*Texte extrait*.
........
Monsieur le Président, Mes chers collègues, j'ai l'honneur de vous présenter les crédits de la mission « égalité des territoires et logement ».
Ces crédits sont stables et atteignent plus de 18,3 milliards d'euros. Ils sont répartis entre plusieurs programmes que je vais vous présenter successivement.
Le programme 177 regroupe les crédits de la politique d'hébergement d'urgence. Ces crédits augmentent de 15 %.
Le parc d'hébergement connaît une demande importante en raison de l'augmentation de la précarité, de l'accroissement des besoins de prise en charge de familles avec des jeunes enfants et des flux migratoires qui se sont intensifiés depuis l'an dernier.
Face à la pression migratoire, le parc d'hébergement dédié aux demandeurs d'asile demeure insuffisant. La réforme du droit d'asile n'a pas produits les effets escomptés.
En effet, si des places supplémentaires ont été ouvertes en CADA, un cinquième du parc d'hébergement dédié aux demandeurs d'asile ou aux réfugiés est occupé par des personnes qui ne sont plus demandeurs d'asile soit parce qu'elles ont la qualité de réfugié, soit parce qu'elles ont été déboutées de leur demande d'asile. En outre, si les moyens humains de l'OFPRA ont été renforcés pour accélérer le traitement des dossiers, la pression migratoire que connaît la France semble avoir réduit à néant ces efforts. Cette situation a des conséquences sur le parc d'hébergement d'urgence généraliste.
Le gouvernement a créé fin 2015 des centres d'accueil et d'orientation (CAO) pour accueillir les migrants de Calais.
Ces centres doivent permettre de réorienter les migrants vers une solution d'hébergement adaptée à leur situation administrative.
........
Entrées pour l'annotation de cadres de délimitation
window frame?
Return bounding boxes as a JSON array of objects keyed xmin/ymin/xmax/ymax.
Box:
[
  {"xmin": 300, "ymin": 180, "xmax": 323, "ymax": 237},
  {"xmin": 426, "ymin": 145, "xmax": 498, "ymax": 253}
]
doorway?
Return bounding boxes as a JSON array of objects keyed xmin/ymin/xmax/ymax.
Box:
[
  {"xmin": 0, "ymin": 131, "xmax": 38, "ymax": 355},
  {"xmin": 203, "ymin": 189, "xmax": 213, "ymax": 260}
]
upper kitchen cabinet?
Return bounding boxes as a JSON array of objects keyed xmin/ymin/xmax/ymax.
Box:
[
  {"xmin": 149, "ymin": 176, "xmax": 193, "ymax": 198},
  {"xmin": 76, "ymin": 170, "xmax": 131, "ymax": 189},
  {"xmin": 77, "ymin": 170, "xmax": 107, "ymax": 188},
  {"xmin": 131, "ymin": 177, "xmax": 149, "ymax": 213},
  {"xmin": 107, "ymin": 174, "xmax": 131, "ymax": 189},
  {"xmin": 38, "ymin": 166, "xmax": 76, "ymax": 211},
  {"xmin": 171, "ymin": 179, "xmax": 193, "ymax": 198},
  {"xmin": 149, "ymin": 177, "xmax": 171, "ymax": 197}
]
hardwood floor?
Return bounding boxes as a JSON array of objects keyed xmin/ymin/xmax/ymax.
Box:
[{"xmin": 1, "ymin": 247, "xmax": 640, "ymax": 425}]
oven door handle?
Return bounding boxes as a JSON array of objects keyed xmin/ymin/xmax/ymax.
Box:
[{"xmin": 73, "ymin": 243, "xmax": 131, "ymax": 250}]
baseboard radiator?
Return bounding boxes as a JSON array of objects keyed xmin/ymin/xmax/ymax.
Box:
........
*Tâches de l'exercice*.
1/ Répondez aux questions suivantes d'après le texte sur les crédits du logement :
(a) Quel montant atteignent les crédits de la mission ?
(b) De quel pourcentage augmentent les crédits du programme 177 ?
(c) À quel moment le gouvernement a-t-il créé les centres d'accueil et d'orientation, et pour accueillir qui ?
2/ Reprenez le texte sur les crédits du logement après sa dernière phrase et poursuivez-le.

*Résultats*.
1/
(a) Plus de 18,3 milliards d'euros.
(b) De 15 %.
(c) Fin 2015, pour accueillir les migrants de Calais.

2/
Les places de CAO sont temporaires et n'entrent pas dans le décompte des offres pérennes d'hébergement généraliste ou des places dédiées aux demandeurs d'asile.
Il y a un débat au sein du gouvernement pour savoir quel programme doit prendre en charge ces centres : le ministère de l'intérieur estime qu'ils pourraient relever de son budget car 90% des personnes en CAO accèdent à l'asile, le ministère du logement estime qu'il s'agit d'une mission de mise à l'abri relevant du programme relatif à l'hébergement d'urgence. La ministre a dit que pour l'instant ces centres relèvent de son budget.
Pour répondre à la demande d'hébergement d'urgence, le recours aux nuitées hôtelières est souvent considéré comme une solution de facilité. Le gouvernement s'est cependant engagé dans un plan de réduction des nuitées hôtelières et de développement des places pérennes.
Bien que le nombre de nuitées ne diminue pas, leur progression ralentirait en 2016 selon des chiffres provisoires.
Le nombre de places d'hébergement a continué d'augmenter pour atteindre 112 552 places en 2015, soit une augmentation de 8,7%. Le gouvernement porte plus particulièrement ses efforts en matière de logement adapté sur la création de nouvelles places en intermédiation locative. Les crédits pour 2017 augmentent de 13%. Ce dispositif est certes intéressant mais ne peut être qu'une des réponses à apporter dans la mesure où ce dispositif suppose d'avoir des ressources et un statut administratif en conformité avec les règles en vigueur, il ne peut donc convenir à toutes les personnes.
Les crédits dédiés à l'aide au logement temporaire qui a pour objet de couvrir les coûts (loyer et charges) supportés par les organismes qui mettent des logements à la disposition de personnes sans domicile sont doublés pour atteindre 79 millions d'euros. Toutefois, cette évolution est une augmentation en trompe l'oeil, le gouvernement ayant seulement décidé de budgétiser cette aide jusqu'à présent prise en charge en partie par la branche famille de la sécurité sociale. Le gouvernement en espère une simplification de la gestion, un meilleur suivi et une économie des frais de gestion.
Depuis plusieurs années, on constate une sous-budgétisation systématique des crédits dédiés à l'hébergement d'urgence. 2016 n'a pas échappé à la règle puisque le gouvernement a été conduit à prendre un décret d'avance pour augmenter les crédits de 84 millions d'euros et qu'un second devrait être pris pour un montant de 100 millions d'euros. En outre, le PLFR prévoit d'ouvrir 55 millions d'euros supplémentaires en crédits de paiement et 204 millions d'euros en autorisations d'engagement.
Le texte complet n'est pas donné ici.